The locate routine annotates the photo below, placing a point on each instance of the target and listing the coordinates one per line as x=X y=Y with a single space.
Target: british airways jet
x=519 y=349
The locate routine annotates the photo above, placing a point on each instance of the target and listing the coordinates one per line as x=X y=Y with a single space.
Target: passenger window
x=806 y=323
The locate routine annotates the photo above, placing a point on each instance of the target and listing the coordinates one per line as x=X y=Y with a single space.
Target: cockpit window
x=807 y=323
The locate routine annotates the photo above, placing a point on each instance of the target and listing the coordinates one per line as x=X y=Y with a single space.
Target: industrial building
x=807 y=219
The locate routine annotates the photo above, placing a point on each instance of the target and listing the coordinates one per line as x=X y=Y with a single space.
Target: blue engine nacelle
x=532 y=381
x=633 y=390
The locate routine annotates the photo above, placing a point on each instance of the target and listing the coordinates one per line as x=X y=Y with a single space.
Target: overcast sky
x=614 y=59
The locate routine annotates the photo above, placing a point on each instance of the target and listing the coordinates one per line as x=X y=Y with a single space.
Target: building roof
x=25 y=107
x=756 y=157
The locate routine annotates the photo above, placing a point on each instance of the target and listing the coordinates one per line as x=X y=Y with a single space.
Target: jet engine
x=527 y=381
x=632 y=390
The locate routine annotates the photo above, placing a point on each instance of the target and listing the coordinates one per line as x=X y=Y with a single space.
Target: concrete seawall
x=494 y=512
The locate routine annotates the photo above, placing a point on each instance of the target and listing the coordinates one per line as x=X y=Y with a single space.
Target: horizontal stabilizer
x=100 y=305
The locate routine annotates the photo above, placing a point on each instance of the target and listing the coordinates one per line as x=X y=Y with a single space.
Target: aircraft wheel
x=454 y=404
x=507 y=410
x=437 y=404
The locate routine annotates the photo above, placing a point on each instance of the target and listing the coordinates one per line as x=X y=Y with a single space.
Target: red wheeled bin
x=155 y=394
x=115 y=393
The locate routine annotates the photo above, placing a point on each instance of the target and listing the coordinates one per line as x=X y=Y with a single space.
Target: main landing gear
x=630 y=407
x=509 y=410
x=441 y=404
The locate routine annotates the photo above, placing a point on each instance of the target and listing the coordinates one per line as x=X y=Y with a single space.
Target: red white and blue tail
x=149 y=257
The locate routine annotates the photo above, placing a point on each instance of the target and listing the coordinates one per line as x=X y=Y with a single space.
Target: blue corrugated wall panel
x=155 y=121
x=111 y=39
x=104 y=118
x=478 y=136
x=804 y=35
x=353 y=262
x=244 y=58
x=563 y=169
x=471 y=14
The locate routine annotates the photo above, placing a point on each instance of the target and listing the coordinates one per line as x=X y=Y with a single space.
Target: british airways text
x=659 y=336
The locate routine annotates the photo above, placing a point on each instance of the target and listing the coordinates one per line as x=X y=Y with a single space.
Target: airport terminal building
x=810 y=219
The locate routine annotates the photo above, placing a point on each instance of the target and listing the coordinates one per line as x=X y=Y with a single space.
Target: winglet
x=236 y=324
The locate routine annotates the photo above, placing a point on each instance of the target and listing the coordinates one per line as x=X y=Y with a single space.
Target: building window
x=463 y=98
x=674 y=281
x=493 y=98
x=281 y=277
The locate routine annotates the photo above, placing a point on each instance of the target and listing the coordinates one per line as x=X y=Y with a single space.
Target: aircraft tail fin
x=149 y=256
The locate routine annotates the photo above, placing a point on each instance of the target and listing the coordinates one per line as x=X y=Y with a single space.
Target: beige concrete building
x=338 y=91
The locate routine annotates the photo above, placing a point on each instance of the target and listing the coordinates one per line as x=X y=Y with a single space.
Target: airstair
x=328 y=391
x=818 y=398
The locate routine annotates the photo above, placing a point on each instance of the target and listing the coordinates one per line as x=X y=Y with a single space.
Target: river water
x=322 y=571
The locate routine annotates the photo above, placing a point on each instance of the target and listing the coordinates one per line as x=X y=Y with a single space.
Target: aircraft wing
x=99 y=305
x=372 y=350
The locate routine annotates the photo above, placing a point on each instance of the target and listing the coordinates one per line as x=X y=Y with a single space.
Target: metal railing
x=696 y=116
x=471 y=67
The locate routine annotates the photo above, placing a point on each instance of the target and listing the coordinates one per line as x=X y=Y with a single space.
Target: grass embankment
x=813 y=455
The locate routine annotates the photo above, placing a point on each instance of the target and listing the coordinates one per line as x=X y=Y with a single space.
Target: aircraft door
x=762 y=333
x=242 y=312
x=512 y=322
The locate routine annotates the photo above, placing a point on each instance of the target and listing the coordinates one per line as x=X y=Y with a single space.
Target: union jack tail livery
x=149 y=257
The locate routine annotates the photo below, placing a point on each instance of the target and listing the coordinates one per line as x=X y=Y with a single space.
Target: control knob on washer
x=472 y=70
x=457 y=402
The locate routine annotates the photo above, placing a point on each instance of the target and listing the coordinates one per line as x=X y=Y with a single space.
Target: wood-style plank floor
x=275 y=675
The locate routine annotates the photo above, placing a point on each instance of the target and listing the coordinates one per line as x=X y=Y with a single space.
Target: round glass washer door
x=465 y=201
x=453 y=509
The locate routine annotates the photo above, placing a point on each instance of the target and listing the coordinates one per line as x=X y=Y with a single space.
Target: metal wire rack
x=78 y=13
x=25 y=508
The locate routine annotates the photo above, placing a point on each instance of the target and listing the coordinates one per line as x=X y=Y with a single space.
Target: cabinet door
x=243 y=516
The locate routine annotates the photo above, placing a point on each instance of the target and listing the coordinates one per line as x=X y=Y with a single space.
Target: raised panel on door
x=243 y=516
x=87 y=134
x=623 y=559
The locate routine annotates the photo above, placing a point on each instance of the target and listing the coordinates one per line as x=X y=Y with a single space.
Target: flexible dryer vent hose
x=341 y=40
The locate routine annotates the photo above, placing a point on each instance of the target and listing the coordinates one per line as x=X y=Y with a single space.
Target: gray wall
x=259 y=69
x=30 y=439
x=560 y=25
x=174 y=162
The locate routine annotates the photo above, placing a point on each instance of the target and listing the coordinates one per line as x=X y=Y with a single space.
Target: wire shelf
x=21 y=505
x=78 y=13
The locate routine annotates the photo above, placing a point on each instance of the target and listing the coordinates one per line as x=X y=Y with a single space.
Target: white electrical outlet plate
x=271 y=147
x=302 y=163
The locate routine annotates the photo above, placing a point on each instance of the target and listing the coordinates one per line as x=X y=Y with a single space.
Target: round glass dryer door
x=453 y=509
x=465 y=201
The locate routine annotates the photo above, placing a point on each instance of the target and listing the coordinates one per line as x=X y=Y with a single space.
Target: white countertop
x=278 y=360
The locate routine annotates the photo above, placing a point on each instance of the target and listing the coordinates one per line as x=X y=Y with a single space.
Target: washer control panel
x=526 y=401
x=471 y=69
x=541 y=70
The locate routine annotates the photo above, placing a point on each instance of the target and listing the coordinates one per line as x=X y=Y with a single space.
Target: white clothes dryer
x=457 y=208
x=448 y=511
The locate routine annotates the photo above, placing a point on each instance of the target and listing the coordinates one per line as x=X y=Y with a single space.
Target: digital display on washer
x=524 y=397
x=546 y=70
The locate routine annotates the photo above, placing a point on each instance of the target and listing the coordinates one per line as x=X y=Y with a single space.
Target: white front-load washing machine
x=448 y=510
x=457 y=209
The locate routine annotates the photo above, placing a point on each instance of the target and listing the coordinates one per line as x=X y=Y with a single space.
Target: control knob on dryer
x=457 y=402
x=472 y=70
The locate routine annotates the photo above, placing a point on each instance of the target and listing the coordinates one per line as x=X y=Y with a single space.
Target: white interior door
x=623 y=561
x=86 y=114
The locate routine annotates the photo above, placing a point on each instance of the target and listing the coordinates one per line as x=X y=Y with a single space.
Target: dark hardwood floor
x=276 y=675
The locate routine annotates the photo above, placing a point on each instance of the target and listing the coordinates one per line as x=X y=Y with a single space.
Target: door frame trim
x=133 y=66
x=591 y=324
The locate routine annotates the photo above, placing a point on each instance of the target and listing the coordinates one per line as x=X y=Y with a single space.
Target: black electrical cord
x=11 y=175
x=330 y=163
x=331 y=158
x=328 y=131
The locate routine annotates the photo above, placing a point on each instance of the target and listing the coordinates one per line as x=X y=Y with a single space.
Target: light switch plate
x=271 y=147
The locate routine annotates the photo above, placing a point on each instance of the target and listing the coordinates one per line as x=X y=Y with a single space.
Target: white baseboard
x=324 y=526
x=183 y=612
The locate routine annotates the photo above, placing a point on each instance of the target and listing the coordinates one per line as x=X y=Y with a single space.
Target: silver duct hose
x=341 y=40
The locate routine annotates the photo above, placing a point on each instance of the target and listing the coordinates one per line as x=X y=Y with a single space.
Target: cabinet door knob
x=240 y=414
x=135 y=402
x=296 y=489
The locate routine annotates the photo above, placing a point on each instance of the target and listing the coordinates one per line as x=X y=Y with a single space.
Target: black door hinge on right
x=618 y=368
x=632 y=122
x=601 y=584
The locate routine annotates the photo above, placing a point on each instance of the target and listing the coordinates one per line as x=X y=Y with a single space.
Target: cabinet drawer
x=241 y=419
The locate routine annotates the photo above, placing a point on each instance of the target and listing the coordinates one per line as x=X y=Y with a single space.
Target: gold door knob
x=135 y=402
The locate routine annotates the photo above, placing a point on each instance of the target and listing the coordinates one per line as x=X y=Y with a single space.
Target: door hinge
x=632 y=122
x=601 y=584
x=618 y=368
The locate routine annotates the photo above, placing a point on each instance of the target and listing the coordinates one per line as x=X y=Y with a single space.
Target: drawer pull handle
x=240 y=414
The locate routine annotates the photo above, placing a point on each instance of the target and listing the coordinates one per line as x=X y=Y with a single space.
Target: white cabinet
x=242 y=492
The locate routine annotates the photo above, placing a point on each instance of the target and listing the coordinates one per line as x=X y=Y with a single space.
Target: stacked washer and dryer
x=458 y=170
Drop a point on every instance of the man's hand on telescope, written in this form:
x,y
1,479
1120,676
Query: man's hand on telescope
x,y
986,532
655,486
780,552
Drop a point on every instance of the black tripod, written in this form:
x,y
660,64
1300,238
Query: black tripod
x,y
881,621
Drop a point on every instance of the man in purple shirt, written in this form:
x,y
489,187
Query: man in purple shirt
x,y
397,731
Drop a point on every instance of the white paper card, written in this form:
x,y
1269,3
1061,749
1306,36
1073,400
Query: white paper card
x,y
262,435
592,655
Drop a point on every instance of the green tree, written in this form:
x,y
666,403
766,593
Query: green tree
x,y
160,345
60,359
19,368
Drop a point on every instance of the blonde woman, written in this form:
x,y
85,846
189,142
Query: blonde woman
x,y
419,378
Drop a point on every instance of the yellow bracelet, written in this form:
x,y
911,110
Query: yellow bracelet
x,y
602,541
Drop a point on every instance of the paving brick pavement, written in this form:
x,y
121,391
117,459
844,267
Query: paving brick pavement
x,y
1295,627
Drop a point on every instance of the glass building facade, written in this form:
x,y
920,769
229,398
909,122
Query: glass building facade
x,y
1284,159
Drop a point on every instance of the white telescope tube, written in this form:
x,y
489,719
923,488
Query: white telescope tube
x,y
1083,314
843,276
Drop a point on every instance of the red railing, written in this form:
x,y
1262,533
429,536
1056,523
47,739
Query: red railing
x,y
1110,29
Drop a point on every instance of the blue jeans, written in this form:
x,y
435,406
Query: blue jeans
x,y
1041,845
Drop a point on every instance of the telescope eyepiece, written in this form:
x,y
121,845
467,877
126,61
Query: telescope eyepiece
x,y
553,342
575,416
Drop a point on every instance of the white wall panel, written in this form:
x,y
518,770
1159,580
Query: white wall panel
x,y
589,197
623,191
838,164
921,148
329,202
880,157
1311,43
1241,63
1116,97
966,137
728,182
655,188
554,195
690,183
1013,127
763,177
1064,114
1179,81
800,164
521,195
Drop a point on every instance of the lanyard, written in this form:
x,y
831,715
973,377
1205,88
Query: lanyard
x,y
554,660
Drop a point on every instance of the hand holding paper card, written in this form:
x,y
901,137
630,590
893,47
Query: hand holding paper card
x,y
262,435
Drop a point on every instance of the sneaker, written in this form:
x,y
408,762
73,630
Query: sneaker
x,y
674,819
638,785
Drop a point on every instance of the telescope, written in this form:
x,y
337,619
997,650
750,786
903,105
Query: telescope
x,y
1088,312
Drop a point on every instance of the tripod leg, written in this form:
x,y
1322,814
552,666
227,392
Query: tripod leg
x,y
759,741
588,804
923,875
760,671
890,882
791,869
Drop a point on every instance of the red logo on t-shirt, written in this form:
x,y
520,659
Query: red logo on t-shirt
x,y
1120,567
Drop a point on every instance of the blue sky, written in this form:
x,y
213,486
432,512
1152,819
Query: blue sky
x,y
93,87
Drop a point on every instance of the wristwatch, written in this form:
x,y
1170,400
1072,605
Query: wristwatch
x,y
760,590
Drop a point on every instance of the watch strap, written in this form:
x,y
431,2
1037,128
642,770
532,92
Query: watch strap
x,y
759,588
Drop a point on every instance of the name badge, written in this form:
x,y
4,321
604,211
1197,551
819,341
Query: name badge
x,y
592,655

--- --- ---

**What is needed**. Give the lines exactly as they stand, from the line with "Drop a point on every instance of the blue jeans, written" through the end of the material.

**Task output**.
Drop a point on every instance of the blue jeans, written in this form:
x,y
435,406
Query: blue jeans
x,y
1041,845
Drop a point on every instance of the telescope eyepiece, written in this form:
x,y
121,845
467,877
126,61
Query: telescope eyepiece
x,y
553,342
575,416
Drop a point on every instance of the white wall panel, written in this form:
x,y
518,770
1159,580
Query: white wall panel
x,y
589,197
623,191
838,164
921,148
329,202
880,157
1311,43
1241,63
1116,97
966,137
728,182
655,188
554,195
690,183
1013,127
763,177
1064,114
1179,81
800,164
521,195
Drop a point on every instance of the lanyard, written in this form:
x,y
831,715
973,377
1205,88
Query: lanyard
x,y
554,660
Drop a point on every instance of the hand holding paper card, written in this form:
x,y
901,137
630,590
893,47
Query: hand holding paper card
x,y
262,435
Drop a point on every instance of the sneaker, written in this form:
x,y
408,762
73,630
Query: sneaker
x,y
674,819
638,785
Drop a point on every instance of the telescope, written in this form:
x,y
337,619
997,650
750,786
903,105
Query: telescope
x,y
1088,312
Drop a point on every instance of the tripod leg, written in this form:
x,y
1322,814
552,666
227,392
Query: tripod leg
x,y
759,741
588,804
923,875
760,671
890,882
791,869
Drop a point on every instance of the red logo on t-shirt, written in this form:
x,y
520,659
Query: red logo on t-shirt
x,y
1120,567
Drop a point on every instance of the blue sky, written in this form:
x,y
213,486
432,512
1152,819
Query: blue sky
x,y
93,87
Drop a point on every instance of the wristwatch, written in this form:
x,y
1170,400
1072,605
Query: wristwatch
x,y
760,590
Drop a point on every instance of the watch strap, written in this form:
x,y
431,2
1037,128
642,770
532,92
Query: watch strap
x,y
759,588
Drop a point on every instance of the name badge, written in this form:
x,y
4,321
604,211
1197,551
819,341
Query: name badge
x,y
592,655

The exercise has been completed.